(Rows from a pointing dataset)
= = = = =
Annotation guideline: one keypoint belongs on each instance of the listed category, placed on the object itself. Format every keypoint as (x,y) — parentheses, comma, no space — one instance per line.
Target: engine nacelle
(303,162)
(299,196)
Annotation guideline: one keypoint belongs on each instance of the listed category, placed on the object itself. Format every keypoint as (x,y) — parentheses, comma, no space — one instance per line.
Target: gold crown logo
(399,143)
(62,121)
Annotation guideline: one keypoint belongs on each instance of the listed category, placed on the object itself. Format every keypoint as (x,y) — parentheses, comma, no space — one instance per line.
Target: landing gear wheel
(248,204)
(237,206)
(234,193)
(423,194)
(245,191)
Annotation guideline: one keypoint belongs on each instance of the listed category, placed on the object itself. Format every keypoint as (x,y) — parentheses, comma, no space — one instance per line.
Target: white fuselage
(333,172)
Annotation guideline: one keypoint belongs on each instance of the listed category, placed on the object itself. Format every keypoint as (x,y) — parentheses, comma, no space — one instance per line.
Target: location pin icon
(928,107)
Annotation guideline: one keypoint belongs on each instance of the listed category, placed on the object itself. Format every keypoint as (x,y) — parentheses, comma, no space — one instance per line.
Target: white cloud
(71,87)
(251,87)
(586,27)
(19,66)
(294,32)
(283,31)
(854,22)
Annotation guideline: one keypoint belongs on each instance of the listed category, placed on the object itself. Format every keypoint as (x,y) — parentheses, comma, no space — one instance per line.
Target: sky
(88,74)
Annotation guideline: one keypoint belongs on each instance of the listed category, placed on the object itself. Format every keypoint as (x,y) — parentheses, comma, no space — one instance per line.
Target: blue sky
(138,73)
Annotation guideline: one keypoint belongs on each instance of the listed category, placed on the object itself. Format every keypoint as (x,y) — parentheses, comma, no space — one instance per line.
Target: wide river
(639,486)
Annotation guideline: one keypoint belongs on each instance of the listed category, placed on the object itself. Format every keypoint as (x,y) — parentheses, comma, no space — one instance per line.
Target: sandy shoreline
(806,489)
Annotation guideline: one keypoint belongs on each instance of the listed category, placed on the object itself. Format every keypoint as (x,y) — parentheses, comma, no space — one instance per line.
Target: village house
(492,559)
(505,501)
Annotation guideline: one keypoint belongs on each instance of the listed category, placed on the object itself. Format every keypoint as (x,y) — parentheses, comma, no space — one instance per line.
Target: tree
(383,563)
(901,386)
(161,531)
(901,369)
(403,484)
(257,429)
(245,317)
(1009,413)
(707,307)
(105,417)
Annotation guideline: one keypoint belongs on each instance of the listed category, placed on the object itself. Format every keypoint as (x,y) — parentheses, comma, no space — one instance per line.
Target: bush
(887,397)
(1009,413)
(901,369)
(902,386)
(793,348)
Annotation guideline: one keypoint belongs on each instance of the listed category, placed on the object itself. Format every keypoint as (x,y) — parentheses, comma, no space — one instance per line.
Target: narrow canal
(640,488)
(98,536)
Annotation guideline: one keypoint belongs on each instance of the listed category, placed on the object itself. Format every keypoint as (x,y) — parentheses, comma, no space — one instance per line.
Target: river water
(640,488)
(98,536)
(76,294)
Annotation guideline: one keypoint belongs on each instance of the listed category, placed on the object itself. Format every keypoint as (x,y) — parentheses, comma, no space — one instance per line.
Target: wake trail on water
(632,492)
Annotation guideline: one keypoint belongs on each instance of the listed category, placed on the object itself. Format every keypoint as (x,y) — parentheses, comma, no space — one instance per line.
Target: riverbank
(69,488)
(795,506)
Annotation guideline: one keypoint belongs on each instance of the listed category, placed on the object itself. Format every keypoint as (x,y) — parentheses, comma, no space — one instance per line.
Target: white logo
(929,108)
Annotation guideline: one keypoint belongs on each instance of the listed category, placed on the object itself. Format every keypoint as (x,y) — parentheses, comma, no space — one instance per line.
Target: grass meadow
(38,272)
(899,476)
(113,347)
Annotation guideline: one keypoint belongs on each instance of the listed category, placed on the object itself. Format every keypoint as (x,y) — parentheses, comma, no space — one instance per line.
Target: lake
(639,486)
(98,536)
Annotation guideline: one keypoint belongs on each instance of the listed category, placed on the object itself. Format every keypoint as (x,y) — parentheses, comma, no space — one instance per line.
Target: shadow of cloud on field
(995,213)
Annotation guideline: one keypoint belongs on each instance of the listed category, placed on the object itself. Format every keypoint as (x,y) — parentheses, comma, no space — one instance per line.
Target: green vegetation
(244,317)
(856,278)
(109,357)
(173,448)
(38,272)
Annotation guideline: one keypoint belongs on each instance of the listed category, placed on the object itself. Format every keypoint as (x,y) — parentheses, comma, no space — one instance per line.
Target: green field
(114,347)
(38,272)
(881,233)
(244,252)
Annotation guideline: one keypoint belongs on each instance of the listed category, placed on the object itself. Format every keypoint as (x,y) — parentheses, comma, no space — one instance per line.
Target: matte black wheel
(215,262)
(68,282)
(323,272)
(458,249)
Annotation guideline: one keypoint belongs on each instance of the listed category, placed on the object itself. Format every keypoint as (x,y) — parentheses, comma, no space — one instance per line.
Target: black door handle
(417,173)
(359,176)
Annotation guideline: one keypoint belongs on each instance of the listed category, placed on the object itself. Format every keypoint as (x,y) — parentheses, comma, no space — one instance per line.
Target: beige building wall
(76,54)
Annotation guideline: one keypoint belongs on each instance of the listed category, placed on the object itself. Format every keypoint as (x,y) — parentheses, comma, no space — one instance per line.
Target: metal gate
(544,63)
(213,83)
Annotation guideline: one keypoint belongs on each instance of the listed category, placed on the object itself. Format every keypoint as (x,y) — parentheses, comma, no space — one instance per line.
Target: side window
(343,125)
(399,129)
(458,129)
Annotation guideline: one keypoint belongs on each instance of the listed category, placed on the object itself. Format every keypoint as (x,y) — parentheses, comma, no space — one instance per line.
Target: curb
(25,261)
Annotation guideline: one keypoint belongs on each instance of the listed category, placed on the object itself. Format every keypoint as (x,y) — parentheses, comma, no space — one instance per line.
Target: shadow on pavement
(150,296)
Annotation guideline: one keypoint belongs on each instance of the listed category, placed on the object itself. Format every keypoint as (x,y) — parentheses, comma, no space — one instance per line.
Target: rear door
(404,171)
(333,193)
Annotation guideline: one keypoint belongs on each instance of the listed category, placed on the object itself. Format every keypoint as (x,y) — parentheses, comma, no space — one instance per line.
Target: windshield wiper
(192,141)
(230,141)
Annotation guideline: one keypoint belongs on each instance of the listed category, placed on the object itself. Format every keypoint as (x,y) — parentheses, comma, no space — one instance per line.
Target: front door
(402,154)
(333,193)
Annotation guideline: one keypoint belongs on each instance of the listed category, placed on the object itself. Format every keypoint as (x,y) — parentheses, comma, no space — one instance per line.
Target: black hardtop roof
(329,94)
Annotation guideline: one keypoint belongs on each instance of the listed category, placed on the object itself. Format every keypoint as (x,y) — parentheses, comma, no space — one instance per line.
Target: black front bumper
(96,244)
= = = = =
▸ **Stated goal**
Your task is to transcribe the material exactly.

▸ **Complete answer**
Annotation guideline: one keypoint belongs on each instance of the listed category, placed on the object itself. Format every keypoint as (x,y) — parentheses, comma, no space — one instance per line.
Target: engine nacelle
(303,162)
(299,196)
Annotation guideline: one keypoint belongs on each instance of the listed category, placed on the object itself. Format every keypoint as (x,y) — parentheses, comma, no space — one instance per line.
Target: gold crown logo
(399,143)
(62,121)
Annotation guideline: one keypoint belongs on each instance of the listed category, placed on the object itself. Format every keypoint as (x,y) — parentheses, comma, no space — one instance per line.
Target: landing gear wheel
(248,204)
(237,206)
(234,193)
(423,194)
(245,191)
Annotation guideline: one keypoint belongs on each instance of the listed category, placed on the object itself. Format every keypoint as (x,y) — parentheses, comma, no space — one instance per line.
Target: white fuselage
(333,172)
Annotation guideline: one keypoint belongs on each instance of the listed category, placed on the object itself. Format every keypoint as (x,y) — parentheses, comma, no space — one instance per line.
Target: location pin icon
(928,107)
Annotation guideline: one keypoint belongs on each instance of the listed category, placed on the object itself. Format every keypoint as (x,y) — parentheses, comma, no space — one instance per line.
Target: white cloud
(71,87)
(251,87)
(586,27)
(19,66)
(294,32)
(283,31)
(854,22)
Annotation guideline: one keypoint belongs on each instance of the listed category, placed on the object itself. Format every keypoint as (x,y) — parentheses, comma, no space — one instance per line.
Target: sky
(88,74)
Annotation guideline: one keypoint belongs on each instance of the listed category, placed on the object itself. Format every keypoint as (x,y) — parentheses, comma, no space — one instance per line.
Target: blue sky
(138,73)
Annotation guideline: one keypoint belongs on each instance of the listed category, placed on the object itself. Format every keypoint as (x,y) — parentheses, comma, no space — one instance per line.
Target: wide river
(639,486)
Annotation guideline: one keypoint belongs on each instance of the listed category, placed on the object itself. Format every keypoint as (x,y) — parentheses, comma, no space — one instance per line.
Target: sandy shoreline
(806,489)
Annotation guideline: one keypoint belongs on each instance of the listed category, placed on the object itself. Format every keypoint as (x,y) — parentheses, comma, no space — one instance per line.
Target: village house
(492,559)
(505,501)
Annotation guideline: one keypoint belongs on each instance of the listed category, placed on the object itself. Format every keypoint as (x,y) — parentheses, comma, no space — one instance per line.
Target: tree
(383,563)
(901,386)
(161,531)
(901,369)
(403,484)
(257,429)
(245,317)
(1009,413)
(707,307)
(105,417)
Annotation guideline: one keypoint belongs on each instance of the listed category, placed on the object itself. Format every keypoint as (x,y) — parentheses, comma, no space — one instance per line.
Target: bush
(887,397)
(1009,413)
(901,369)
(902,386)
(793,348)
Annotation guideline: one keypoint belongs on each instance of the listed category, placed on the object itself. Format every keypoint as (x,y) — parentheses, comma, no space — one instance per line.
Target: narrow canal
(640,488)
(98,536)
Annotation guideline: one keypoint belongs on each instance of the listed category, placed on the object itself. Format every keypoint as (x,y) — parentheses, comma, no space — one instance per line.
Target: river water
(640,488)
(98,536)
(76,294)
Annotation guideline: one keypoint belongs on each instance of the listed category, placed on the object itself. Format every keypoint as (x,y) — parentheses, comma, no space — one instance per line.
Target: wake trail on water
(632,492)
Annotation guideline: one keypoint belongs on each instance of the listed category, placed on the object itself. Format every keypoint as (x,y) — parentheses, comma, no space — one instance per line.
Target: riverbank
(69,488)
(795,506)
Annotation guideline: one keypoint belongs on each instance of the listed category, placed on the object itself. Format every keypoint as (x,y) — parentheses, comma, no space — one instance per line.
Target: white logo
(929,108)
Annotation guideline: one keypoint belongs on each instance of the listed category, placed on the object itself. Format every keypoint as (x,y) — parentheses, comma, no space — one instance per line.
Target: grass meadow
(38,272)
(899,476)
(113,347)
Annotation guideline: one keypoint belongs on each instance of the listed category, placed on the object itself. Format every keypoint as (x,y) — parentheses, comma, no space — one instance per line.
Target: lake
(639,486)
(98,536)
Annotation guideline: one keypoint belongs on each instance of the listed category, placed on the object itself. Format every keypoint as (x,y) — parentheses, comma, no space — one instance per line.
Target: shadow of cloud on field
(995,213)
Annotation guideline: one keypoint belongs on each instance of the listed category, placed on the object itself. Format every keypoint as (x,y) — parentheses, comma, no space — one instance per line.
Target: green vegetation
(244,317)
(856,278)
(109,357)
(173,448)
(38,272)
Annotation guideline: one keypoint belongs on each instance of the listed category, placed on the object itself. Format every keypoint as (x,y) — parentheses, comma, no space — one instance per line.
Target: green field
(114,347)
(38,272)
(881,233)
(244,252)
Annotation guideline: one keypoint belongs on each instance of the listed category, placed on the object itself. Format every keypoint as (x,y) — parentheses, comma, no space — one instance per line.
Target: matte black wheel
(215,262)
(68,282)
(323,272)
(458,249)
Annotation guideline: one keypoint belongs on each instance of the listed category, placed on the object itself. Format every keypoint as (x,y) — parentheses, comma, no space — one instance per line.
Target: black door handle
(417,173)
(359,176)
Annotation guideline: one keypoint belongs on each instance of the listed category, placed on the object itself. Format every keypoint as (x,y) — parentheses, comma, no space — one instance per line.
Target: beige building wall
(76,54)
Annotation guideline: one keypoint belongs on each instance of the listed category, placed on the object itself. Format every keypoint as (x,y) — parentheses, comma, no space — one instance per line.
Target: metal gate
(544,63)
(213,83)
Annotation guideline: one keypoint belongs on each instance of the listed category, placed on the object itself. Format every keypoint as (x,y) — parentheses, comma, no space — one instance per line.
Target: side window
(343,125)
(399,129)
(458,129)
Annotation guideline: one keypoint belongs on each instance of the listed category, placed on the object itself. Format every keypoint as (x,y) — parentheses, comma, no space — one instance per line.
Target: curb
(25,261)
Annotation guideline: one keypoint belongs on each instance of the listed category, placed on the object itself. Format every keypoint as (x,y) — parentheses, comma, no space — one instance per line.
Target: shadow on pavement
(150,296)
Annotation guideline: one keypoint belongs on each instance of the listed category, placed on the object itself. Format every keypoint as (x,y) — parentheses, comma, no space — one instance per line.
Target: rear door
(404,171)
(333,193)
Annotation guideline: one keypoint belongs on each instance of the listed category, placed on the object itself. Format every keypoint as (x,y) — parentheses, comma, no space — one instance per line.
Target: windshield wiper
(192,141)
(230,141)
Annotation guideline: one keypoint belongs on each instance of the listed category, placed on the object itself. Format every keypoint as (x,y) — parentheses, comma, no space — one instance per line.
Target: front door
(402,154)
(333,193)
Annotation guideline: one keypoint belongs on each instance of the listed category, placed on the object itself. Format every keypoint as (x,y) — parentheses, comma, no space — one instance per line.
Target: black hardtop roof
(329,94)
Annotation guideline: one keypoint belongs on each instance of the listed category, placed on the object itself. Format every keypoint as (x,y) — parentheses, comma, no space — one instance per line.
Target: black front bumper
(96,244)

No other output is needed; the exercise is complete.